- [Requirement 1]
Answer these questions using the essay on falling, one line each:
(a) Where is the hibiscus brought, and until when will it stay there?
(b) Which season does the writer always claim as a favorite?
(c) What looms in front of the writer when school starts?
- [Requirement 2] In the essay on falling, why does the writer want to learn to fall like leaves into the brilliance of transitions and color? Answer in one to three sentences.
- [Requirement 3] Carry on the essay about falling leaves and letting go, picking up after its final sentence.

- [Passage provided]
=== Begin Enclosure ===
Falling Process

by  Ann Milliken Pederson

 

We were meant to fall: never created perfect in the first place. Falling is what leaves do best when the season turns from the hot intensity of summer to the crisp, chilly air of fall. My hibiscus is still radiating with the warmth of summer even as it is brought into the light of my south facing window where it will stay until next spring. The intensity of color—the pink of hibiscus and the orange and gold of leaves alert my eyes to pay attention. I always claim that fall is my favorite season. However, when school starts and the stacks of papers waiting to be graded loom in front of me, my view of life dulls and exhausts the joy and beauty of this season I so love. The colors turn pale in light of what I feel I must do. Why do I always associate falling with failing? Falling is what leaves do best and so I must take their cue. I need to learn to fall—to let go, again and again. Falling into piles of leaves, into the sun warmed days with a tinge of cold, falling into the breeze that will soon blow with frigidity. Falling and letting go of all those burdens that cloud my vision. Letting go of the cataracts of lists and expectations that cloud my view. Learning to fall like leaves into the brilliance of transitions and color so that something new can become again.
=== End Enclosure ===
- [Provided material]
=== Begin Enclosure ===
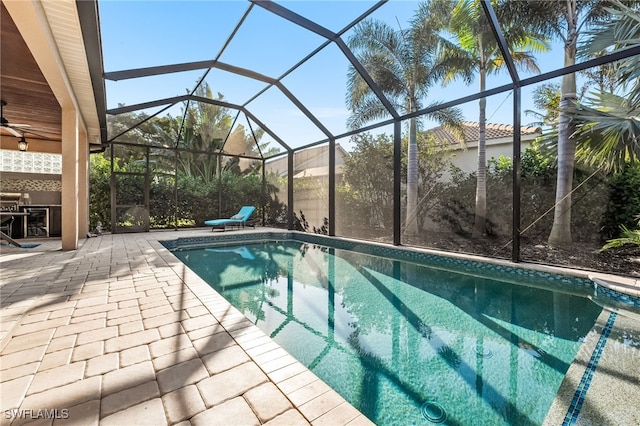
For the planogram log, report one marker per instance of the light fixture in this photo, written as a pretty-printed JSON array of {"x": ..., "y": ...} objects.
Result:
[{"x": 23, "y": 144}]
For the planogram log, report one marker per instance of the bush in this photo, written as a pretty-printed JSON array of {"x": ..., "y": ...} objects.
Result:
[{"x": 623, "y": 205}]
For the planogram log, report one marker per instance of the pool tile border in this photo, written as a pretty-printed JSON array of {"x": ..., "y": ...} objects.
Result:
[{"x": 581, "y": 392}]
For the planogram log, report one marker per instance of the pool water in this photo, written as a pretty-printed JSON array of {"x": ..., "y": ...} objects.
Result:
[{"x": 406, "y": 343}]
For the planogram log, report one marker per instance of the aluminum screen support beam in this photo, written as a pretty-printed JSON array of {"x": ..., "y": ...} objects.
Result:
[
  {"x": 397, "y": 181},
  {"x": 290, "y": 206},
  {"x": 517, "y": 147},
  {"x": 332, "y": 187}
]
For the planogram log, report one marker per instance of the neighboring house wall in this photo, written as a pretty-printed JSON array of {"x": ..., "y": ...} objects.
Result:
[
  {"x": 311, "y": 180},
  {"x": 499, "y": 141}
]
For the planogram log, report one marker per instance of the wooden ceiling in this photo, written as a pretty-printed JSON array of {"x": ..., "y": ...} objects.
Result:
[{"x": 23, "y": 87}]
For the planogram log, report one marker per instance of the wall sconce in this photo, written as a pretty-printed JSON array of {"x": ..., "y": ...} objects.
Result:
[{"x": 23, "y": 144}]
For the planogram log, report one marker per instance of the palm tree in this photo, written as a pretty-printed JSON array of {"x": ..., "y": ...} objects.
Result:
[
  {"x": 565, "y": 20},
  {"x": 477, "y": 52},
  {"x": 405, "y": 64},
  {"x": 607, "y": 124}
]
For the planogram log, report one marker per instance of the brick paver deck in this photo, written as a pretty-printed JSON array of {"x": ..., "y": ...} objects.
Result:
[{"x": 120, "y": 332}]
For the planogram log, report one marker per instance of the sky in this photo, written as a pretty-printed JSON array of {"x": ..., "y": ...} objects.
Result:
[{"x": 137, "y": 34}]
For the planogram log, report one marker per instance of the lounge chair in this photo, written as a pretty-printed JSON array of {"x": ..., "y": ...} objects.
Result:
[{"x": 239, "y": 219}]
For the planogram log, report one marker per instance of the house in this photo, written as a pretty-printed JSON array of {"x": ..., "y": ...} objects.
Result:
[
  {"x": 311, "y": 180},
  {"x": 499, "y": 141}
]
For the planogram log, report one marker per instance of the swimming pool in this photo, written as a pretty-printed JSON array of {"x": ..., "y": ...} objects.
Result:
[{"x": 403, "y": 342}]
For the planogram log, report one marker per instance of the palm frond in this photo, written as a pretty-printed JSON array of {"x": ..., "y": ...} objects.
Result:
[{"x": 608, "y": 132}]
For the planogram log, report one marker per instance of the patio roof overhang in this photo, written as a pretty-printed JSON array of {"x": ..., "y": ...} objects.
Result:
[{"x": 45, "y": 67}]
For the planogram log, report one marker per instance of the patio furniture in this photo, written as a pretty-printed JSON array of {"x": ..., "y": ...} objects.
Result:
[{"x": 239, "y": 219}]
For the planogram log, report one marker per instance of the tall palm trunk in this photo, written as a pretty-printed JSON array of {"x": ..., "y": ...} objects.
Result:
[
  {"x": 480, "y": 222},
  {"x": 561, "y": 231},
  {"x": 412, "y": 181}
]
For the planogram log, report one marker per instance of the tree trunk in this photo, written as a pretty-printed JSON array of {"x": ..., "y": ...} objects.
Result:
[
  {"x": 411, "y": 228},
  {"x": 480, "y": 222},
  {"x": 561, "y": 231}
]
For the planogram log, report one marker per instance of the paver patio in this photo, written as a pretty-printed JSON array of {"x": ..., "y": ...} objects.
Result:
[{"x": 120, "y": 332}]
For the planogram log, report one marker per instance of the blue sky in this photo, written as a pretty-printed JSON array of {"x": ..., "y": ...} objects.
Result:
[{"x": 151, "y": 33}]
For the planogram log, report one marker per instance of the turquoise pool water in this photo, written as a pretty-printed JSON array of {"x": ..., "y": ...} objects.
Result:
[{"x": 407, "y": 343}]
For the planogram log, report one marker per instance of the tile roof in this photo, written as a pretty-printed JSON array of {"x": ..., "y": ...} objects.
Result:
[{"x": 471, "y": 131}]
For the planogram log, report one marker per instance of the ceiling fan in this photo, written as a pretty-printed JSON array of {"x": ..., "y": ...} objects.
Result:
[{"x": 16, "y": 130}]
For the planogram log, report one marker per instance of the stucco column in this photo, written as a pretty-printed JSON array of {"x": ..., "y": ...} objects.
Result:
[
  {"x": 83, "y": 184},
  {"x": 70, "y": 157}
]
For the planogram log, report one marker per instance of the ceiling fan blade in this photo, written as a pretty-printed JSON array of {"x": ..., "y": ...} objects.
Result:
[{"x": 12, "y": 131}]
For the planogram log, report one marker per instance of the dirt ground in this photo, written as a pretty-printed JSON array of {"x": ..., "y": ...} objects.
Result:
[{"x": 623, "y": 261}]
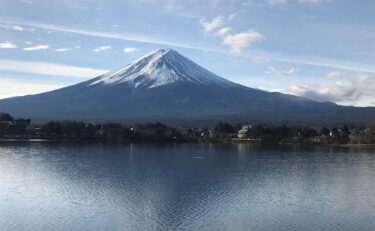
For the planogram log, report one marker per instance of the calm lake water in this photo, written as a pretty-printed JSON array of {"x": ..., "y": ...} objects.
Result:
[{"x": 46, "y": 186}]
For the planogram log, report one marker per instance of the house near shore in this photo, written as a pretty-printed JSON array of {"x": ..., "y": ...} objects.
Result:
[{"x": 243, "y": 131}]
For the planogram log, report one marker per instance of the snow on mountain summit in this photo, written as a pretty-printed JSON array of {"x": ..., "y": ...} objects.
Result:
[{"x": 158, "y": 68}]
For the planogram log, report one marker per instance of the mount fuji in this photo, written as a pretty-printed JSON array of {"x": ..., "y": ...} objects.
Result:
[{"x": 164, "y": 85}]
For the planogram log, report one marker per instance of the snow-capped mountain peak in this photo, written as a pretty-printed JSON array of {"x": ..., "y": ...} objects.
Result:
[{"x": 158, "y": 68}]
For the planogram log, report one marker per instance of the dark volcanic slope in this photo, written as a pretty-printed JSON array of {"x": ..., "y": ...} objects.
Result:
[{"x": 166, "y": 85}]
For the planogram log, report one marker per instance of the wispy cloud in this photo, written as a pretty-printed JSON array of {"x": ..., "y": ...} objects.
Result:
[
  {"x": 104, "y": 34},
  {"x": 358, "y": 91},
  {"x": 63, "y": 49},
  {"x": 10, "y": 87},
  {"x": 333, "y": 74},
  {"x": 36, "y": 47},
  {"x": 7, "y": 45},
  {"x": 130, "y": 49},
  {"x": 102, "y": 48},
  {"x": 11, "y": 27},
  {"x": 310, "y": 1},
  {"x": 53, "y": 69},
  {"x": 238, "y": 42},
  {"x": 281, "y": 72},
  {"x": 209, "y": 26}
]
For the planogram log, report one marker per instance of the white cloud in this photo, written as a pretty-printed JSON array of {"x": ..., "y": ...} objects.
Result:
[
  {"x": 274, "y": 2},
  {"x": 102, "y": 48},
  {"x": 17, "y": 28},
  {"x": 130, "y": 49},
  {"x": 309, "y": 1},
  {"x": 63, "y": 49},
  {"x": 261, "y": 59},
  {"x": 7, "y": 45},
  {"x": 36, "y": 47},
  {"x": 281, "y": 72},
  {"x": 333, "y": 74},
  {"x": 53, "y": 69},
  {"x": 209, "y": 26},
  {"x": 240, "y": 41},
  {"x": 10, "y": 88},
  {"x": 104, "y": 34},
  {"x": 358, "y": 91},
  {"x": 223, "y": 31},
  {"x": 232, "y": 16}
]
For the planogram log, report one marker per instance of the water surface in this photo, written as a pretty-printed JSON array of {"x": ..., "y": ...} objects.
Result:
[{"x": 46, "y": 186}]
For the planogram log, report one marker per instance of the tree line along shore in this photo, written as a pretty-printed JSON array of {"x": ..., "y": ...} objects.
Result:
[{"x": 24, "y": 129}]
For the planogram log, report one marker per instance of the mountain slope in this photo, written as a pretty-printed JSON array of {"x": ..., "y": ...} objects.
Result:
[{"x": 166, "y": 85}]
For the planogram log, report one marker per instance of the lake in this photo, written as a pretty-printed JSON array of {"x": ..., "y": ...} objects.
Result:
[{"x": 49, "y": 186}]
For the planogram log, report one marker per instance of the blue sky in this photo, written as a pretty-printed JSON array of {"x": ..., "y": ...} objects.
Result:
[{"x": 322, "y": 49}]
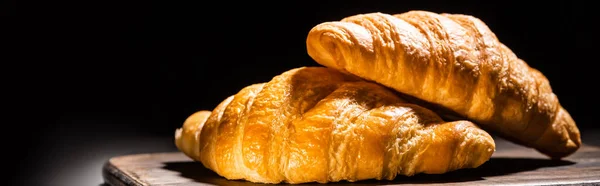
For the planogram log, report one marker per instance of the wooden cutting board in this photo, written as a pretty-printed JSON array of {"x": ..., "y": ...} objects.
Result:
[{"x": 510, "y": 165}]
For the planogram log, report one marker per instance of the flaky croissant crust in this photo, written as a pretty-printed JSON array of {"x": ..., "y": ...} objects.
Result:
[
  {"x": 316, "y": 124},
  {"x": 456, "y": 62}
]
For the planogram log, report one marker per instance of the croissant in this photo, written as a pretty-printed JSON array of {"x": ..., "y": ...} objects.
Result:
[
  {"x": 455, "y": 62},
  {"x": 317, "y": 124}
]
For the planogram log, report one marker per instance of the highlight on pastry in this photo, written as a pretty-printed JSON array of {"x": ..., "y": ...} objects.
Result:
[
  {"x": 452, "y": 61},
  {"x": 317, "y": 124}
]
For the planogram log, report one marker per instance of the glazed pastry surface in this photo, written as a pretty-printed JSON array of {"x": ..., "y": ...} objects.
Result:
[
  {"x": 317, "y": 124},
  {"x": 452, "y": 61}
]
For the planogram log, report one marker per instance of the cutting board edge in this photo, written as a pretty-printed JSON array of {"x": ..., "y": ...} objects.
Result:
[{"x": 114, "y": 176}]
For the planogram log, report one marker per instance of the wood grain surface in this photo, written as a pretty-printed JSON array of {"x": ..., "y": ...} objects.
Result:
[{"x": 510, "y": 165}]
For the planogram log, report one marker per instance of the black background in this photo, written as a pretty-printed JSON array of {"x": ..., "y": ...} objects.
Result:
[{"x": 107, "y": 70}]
=== End Enclosure ===
- [Answer box 1]
(a) Into the light of the south facing window, where it will stay until next spring.
(b) Fall.
(c) Stacks of papers waiting to be graded.

- [Answer box 2] The writer wants to let go of the lists, expectations and burdens that cloud the writer's vision. Falling like leaves into transitions and color is meant to make room so that something new can become again.

- [Answer box 3]
We were never created perfect in that first time and place, in that Garden that was our home. God said, “Good” and even “very good.” But never, “Perfect” or “Done.” The traditional story of the Fall implies that we fell once upon a time, from some kind of perfection that we will never have again until we reach our heavenly home. But what if we are always falling? What if those stories about Adam and Eve are meant to tell us that falling is built into who we are? Rabbis remind me that the word sin is never used in Genesis 2 and 3 anyway. Sin doesn’t show up in the text until Genesis 4 with the killing of the brother. What if I can learn to fall like the leaves in the fall? Can we learn to let go from the warmth of the summer, dying to its brilliant heat and falling into the warm ground that will use our life to renew the ground, providing fuel for the next spring? Winter brings us into spaces created for rest, hibernation, and restoration. What if falling is learning to embrace our imperfections, our mortality? Atul Gawande’s best seller, Being Mortal, captures our human condition—we are finite, limited, imperfect, marvelous creatures who are not only being mortal, but always becoming mortal. Each day we learn how to live and how to die. Each day is a practice run for our dying and rising, our being and becoming, our falling and rising.

Falling is what leaves are created to do. Falling is what humans are created to do. The leaves become food for the winter ground so that the spring plants return with vigor and green. I am learning to fall, letting go of those branches which hold me up so that I can fall freely into the hands of the One who transforms our fallings into new moments of brilliant new life.